> _Text provided_:
## BEGIN

Data Recipes: Structural Similarity With Apache Pig

Tuesday, May 3, 2011

Structural Similarity With Apache Pig

A while ago I posted this about computing the jaccard similarity (otherwise known as the structural similarity) of nodes in a network graph. Looking back on it over the past few days I realize there are some areas for serious improvement. Actually, it's just completely wrong. The approach is broken. So, I'm going to revisit the algorithm again, in more detail, and write a vastly improved Pig script for computing the structural similarity of vertices in a network graph.

The graph

Of course, before you can do a whole lot of anything, you've got to have a graph to work with. To keep things dead simple (and breaking from what I normally do) I'm going to draw an arbitrary graph (and by draw I mean draw). Here it is:

This can be represented as a tab-separated-values set of adjacency pairs in a file called 'graph.tsv':

$: cat graph.tsv
A C
B C
C D
C E
E F
C H
G H
C G
D E
A G
B G

I don't think it gets any simpler.

The Measure

Now, the idea here is to compute the similarity between nodes, eg similarity(A,B). There's already a well defined measure for this called the jaccard similarity. The key take away is to notice that:

The Pig

This can be broken into a set of Pig operations quite easily actually:

load data

Remember, I saved the data into a file called 'graph.tsv'. So:


edges     = LOAD 'graph.tsv' AS (v1:chararray, v2:chararray);
edges_dup = LOAD 'graph.tsv' AS (v1:chararray, v2:chararray);

It is necessary, but still a hack, to load the data twice at the moment. This is because self-intersections (which I'll be doing in a moment) don't work with Pig 0.8 at the moment.

augment with sizes

Now I need the 'size' of each of the sets. In this case the 'sets' are the list of nodes each node links to. So, all I really have to do is calculate the number of outgoing links:


grouped_edges = GROUP edges BY v1;
aug_edges     = FOREACH grouped_edges GENERATE FLATTEN(edges) AS (v1, v2), COUNT(edges) AS v1_out;

grouped_dups  = GROUP edges_dup BY v1;
aug_dups      = FOREACH grouped_dups GENERATE FLATTEN(edges_dup) AS (v1, v2), COUNT(edges_dup) AS v1_out;

Again, if self-intersections worked, the operation of counting the outgoing links would only have to happen once. Now I've got a handle on the |A| and |B| parts of the equation above.

intersection

Next I'm going to compute the intersection using a Pig join:


edges_joined  = JOIN aug_edges BY v2, aug_dups BY v2;
intersection  = FOREACH edges_joined {
                  --
                  -- results in:
                  -- (X, Y, |X| + |Y|)

## END

> _Data excerpt_:
## BEGIN

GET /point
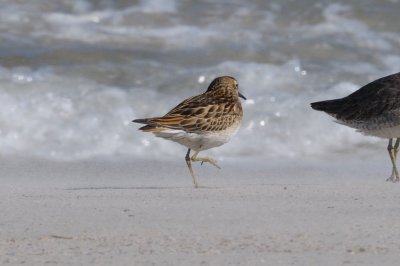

## END

> _Problems to work on_:
- 1) Revise the Pig structural similarity post from "It is necessary, but" to "0.8 at the moment.", replacing "hack" with "workaround".
- 2) Carry the write-up on structural similarity with Apache Pig forward from its final line.

> _Task-by-task answers_:
- 1)
It is necessary, but still a workaround, to load the data twice at the moment. This is because self-intersections (which I'll be doing in a moment) don't work with Pig 0.8 at the moment.

- 2)
                  -- 
                  added_size = aug_edges::v1_out + aug_dups::v1_out;
                  GENERATE
                    aug_edges::v1 AS v1,
                    aug_dups::v1  AS v2,
                    added_size    AS added_size
                  ;
                };

Notice I'm adding the individual set sizes. This is to come up the |A| + |B| portion of the denominator in the jaccard index.

intersection sizes

In order to compute the size of the intersection I've got to use a Pig GROUP and collect all the elements that matched on the JOIN:


intersect_grp   = GROUP intersection BY (v1, v2);
intersect_sizes = FOREACH intersect_grp {
                    --
                    -- results in:
                    -- (X, Y, |X /\ Y|, |X| + |Y|)
                    --
                    intersection_size = (double)COUNT(intersection);
                    GENERATE
                      FLATTEN(group)               AS (v1, v2),
                      intersection_size            AS intersection_size,
                      MAX(intersection.added_size) AS added_size -- hack, we only need this one time
                    ;
                  };

There's a hack in there. The reason is that 'intersection.added_size' is a Pig data bag containing some number of identical tuples (equal to the intersection size). Each of these tuples is the 'added_size' from the previous step. Using MAX is just a convenient way of pulling out only one of them.

similarity

And finally, I have all the pieces in place to compute the similarities:


similarities = FOREACH intersect_sizes {
                 --
                 -- results in:
                 -- (X, Y, |X /\ Y|/|X U Y|)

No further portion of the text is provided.